-- What to work on --
Check each statement against the journal article header and say yes or no, quoting the exact words from the header that decide it. 1. The contact person for the article is LI Yineng. 2. The article was received on 2015-04-15. 3. The article simulates a cold eddy in Xisha.

-- Passage given --
══════════════════════════════

Journal of Tropical Oceanography ›› 2016, Vol. 35 ›› Issue (2): 30-39.doi: 10.11978/2015052CSTR: 32234.14.2015052

• Marine Hydrography • Previous Articles     Next Articles

Application of scale-selective data assimilation method in ocean modeling: simulation of a strong warm eddy in Xisha

WANG Pinqiang1, 2, LI Yineng1, PENG Shiqiu1   

  1. 1. State Key Laboratory of Tropical Oceanography (South China Sea Institute of Oceanology, Chinese Academy of Sciences),;Guangzhou 510301, China; 2. University of Chinese Academy of Sciences, Beijing 100049, China
  • Received:2015-04-15 Revised:2015-09-23 Online:2016-02-29 Published:2016-02-29
  • Contact: PENG Shiqiu. E-mail: speng@scsio.ac.cn
  • Supported by:
    The Ministry of Science and Technology of the People’s Republic of China (MOST) (2011CB403505, 2014CB953904); The Strategic Priority Research Program of the Chinese Academy of Sciences (Grant XDA11010304); The National Natural Science Foundation of China (41176024, 41306013); Guangdong Marine’sdisaster emergency response technology research center (2012A032100004)

══════════════════════════════

Dataset rows showing where objects appear
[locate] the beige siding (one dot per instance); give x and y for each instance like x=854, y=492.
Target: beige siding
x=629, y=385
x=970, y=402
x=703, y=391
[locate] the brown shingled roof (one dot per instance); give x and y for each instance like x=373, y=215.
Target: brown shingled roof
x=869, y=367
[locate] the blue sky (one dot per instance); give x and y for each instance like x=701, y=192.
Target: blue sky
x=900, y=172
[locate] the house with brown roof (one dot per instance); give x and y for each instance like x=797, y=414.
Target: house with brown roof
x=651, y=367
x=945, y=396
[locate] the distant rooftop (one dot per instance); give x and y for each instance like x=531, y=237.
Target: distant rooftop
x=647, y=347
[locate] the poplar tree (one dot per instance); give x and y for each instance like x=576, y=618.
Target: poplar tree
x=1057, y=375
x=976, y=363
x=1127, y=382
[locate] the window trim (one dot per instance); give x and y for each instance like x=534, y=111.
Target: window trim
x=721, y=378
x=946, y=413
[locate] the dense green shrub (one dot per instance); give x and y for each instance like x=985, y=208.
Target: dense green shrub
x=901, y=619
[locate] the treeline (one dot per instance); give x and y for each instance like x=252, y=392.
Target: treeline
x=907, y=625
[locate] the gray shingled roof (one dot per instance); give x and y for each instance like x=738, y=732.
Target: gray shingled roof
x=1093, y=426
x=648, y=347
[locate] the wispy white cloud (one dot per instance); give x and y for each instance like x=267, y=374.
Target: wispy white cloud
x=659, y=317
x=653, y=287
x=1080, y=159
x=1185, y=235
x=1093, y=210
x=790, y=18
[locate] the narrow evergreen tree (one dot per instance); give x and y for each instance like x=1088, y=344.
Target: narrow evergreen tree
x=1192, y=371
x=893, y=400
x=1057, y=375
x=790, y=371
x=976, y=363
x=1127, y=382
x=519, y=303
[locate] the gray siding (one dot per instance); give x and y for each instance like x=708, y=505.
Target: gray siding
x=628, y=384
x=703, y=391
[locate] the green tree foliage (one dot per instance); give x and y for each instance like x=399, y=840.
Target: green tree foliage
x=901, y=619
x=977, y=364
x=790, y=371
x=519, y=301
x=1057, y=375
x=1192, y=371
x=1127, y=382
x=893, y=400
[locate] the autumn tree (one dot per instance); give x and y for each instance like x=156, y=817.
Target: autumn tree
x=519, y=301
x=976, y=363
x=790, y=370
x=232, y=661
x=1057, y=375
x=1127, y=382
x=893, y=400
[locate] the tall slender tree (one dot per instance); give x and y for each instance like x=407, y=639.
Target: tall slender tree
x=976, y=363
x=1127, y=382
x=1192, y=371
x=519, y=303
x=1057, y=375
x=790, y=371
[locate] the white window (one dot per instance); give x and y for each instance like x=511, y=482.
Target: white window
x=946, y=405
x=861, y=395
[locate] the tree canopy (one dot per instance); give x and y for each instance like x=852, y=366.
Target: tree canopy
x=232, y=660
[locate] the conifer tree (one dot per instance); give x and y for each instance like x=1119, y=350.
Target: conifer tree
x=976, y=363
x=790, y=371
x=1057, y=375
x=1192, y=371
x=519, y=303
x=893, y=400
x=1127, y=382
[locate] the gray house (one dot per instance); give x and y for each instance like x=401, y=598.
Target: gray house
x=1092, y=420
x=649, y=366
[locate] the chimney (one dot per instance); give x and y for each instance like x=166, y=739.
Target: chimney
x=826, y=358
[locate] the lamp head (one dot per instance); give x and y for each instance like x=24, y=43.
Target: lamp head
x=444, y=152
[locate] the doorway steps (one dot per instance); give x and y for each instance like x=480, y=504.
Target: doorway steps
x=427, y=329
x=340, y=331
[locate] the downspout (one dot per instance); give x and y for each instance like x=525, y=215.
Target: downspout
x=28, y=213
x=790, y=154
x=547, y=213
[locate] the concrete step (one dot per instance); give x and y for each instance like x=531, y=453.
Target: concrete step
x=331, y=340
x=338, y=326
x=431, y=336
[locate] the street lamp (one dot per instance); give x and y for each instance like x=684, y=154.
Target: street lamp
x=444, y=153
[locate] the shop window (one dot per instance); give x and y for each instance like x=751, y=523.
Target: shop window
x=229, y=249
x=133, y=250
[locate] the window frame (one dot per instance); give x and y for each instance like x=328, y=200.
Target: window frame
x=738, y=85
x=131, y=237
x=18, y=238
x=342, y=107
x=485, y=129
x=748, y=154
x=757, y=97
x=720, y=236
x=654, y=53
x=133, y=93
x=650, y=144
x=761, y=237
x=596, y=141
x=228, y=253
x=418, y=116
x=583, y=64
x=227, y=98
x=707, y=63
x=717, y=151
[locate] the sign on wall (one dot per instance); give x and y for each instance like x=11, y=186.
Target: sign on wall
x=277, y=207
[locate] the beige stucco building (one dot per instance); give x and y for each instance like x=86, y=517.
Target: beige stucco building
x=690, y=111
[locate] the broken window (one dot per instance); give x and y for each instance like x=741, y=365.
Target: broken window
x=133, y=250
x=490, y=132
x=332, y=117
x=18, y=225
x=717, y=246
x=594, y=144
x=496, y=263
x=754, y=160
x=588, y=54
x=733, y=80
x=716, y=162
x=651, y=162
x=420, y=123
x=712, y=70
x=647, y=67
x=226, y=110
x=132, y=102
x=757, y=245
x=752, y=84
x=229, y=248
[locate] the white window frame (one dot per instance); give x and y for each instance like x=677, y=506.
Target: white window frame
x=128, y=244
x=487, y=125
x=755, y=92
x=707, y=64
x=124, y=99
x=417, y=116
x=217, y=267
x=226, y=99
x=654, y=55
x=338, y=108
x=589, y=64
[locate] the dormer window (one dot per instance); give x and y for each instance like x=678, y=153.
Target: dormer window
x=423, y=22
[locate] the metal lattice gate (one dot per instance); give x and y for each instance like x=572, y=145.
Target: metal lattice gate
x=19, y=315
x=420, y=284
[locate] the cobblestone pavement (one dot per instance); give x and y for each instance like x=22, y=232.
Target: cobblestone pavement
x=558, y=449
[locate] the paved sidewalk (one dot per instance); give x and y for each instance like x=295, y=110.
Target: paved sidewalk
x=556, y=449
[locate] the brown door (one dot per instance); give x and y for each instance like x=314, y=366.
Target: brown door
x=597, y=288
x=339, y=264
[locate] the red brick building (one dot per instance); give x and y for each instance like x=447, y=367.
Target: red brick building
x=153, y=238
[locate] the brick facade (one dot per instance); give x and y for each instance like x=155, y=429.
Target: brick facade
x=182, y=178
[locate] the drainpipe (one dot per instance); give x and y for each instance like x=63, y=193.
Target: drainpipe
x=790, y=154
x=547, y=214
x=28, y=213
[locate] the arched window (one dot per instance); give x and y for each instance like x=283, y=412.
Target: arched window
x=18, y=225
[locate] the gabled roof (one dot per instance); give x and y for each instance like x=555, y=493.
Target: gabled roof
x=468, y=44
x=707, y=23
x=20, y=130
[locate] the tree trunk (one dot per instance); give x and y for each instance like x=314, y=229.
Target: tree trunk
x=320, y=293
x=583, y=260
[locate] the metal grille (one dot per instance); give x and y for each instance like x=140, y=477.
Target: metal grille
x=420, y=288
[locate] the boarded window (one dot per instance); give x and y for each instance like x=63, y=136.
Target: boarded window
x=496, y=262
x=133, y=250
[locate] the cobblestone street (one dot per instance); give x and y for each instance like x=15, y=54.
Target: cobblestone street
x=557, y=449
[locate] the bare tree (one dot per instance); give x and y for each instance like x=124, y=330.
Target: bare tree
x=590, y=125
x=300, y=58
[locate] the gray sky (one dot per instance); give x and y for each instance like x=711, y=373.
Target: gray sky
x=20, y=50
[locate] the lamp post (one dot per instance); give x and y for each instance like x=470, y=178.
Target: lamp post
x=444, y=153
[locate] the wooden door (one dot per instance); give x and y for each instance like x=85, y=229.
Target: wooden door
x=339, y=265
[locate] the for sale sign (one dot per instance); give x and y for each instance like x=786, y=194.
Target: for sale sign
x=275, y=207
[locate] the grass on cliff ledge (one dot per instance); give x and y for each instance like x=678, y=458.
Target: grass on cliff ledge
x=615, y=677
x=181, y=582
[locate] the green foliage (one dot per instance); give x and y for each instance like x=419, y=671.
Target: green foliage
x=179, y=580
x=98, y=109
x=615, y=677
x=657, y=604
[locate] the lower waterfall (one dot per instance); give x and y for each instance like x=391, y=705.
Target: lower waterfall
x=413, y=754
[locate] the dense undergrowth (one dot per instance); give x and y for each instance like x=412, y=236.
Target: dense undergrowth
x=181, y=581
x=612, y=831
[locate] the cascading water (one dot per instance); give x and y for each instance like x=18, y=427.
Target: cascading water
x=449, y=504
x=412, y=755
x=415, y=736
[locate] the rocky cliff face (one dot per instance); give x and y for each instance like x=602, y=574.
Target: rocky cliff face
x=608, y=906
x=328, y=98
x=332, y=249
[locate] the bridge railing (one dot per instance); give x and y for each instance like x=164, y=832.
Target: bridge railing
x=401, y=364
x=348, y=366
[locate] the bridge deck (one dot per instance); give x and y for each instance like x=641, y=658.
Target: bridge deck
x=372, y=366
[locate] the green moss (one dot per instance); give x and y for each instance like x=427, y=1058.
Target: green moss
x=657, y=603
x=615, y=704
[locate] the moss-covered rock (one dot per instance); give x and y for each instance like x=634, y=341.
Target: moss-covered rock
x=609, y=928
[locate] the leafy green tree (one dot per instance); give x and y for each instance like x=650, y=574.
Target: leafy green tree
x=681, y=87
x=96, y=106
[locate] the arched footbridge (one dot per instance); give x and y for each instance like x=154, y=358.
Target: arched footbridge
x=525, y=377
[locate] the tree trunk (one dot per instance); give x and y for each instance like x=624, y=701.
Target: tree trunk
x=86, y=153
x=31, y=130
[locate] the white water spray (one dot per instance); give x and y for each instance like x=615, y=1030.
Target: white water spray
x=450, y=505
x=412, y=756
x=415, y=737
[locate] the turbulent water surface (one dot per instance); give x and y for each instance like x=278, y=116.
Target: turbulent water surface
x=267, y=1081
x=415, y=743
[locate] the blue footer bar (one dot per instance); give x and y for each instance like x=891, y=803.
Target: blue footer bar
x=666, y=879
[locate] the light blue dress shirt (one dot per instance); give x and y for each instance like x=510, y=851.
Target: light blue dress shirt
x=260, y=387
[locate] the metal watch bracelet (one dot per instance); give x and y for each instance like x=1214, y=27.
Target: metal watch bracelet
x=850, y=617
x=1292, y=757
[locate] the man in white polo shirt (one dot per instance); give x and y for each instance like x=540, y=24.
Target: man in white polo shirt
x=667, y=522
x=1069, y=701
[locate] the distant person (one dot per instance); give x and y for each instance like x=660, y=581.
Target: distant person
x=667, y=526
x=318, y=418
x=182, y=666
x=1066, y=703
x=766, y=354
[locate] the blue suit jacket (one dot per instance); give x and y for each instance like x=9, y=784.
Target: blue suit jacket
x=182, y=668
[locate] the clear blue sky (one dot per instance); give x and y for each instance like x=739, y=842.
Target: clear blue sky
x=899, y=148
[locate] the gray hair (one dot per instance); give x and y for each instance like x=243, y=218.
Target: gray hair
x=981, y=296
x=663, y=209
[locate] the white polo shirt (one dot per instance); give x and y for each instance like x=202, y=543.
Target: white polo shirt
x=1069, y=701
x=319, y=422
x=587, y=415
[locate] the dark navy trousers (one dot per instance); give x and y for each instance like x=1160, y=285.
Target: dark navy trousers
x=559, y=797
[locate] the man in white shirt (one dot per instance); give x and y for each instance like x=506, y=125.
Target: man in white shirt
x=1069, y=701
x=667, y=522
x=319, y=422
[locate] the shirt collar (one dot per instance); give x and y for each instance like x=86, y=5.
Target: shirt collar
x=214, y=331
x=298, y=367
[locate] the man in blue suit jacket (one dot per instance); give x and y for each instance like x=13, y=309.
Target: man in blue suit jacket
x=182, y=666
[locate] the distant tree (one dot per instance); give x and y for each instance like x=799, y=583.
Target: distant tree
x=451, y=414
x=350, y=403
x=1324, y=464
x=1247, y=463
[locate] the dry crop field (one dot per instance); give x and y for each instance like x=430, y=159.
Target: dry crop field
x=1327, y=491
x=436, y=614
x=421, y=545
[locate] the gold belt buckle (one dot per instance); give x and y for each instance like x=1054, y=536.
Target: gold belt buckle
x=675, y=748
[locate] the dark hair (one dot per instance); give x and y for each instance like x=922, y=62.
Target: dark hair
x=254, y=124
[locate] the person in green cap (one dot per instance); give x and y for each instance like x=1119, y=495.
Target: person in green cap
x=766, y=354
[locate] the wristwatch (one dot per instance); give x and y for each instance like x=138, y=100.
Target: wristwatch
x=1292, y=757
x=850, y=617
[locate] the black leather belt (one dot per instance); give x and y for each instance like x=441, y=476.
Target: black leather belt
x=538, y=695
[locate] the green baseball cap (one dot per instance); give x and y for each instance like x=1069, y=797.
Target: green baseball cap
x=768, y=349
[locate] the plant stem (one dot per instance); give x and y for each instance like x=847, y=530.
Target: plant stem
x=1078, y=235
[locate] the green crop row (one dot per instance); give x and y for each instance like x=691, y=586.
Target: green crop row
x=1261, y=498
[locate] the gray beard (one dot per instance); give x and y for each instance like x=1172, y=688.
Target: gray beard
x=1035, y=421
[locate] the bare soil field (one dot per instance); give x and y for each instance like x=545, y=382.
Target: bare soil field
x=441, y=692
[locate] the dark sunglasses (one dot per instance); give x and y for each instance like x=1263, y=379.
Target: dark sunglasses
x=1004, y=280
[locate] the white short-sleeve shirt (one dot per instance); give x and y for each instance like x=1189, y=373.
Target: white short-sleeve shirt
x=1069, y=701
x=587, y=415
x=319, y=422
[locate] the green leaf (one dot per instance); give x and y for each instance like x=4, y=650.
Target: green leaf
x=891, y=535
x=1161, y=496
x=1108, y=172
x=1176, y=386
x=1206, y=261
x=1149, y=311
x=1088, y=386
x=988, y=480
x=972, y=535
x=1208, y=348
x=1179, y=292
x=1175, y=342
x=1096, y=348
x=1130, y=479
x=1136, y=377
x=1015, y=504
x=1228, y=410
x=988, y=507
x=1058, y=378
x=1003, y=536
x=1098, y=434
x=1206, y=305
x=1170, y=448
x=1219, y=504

══════════════════════════════

-- Exercise output --
1. No: "Contact: PENG Shiqiu."
2. Yes: "Received:2015-04-15"
3. No: "simulation of a strong warm eddy in Xisha"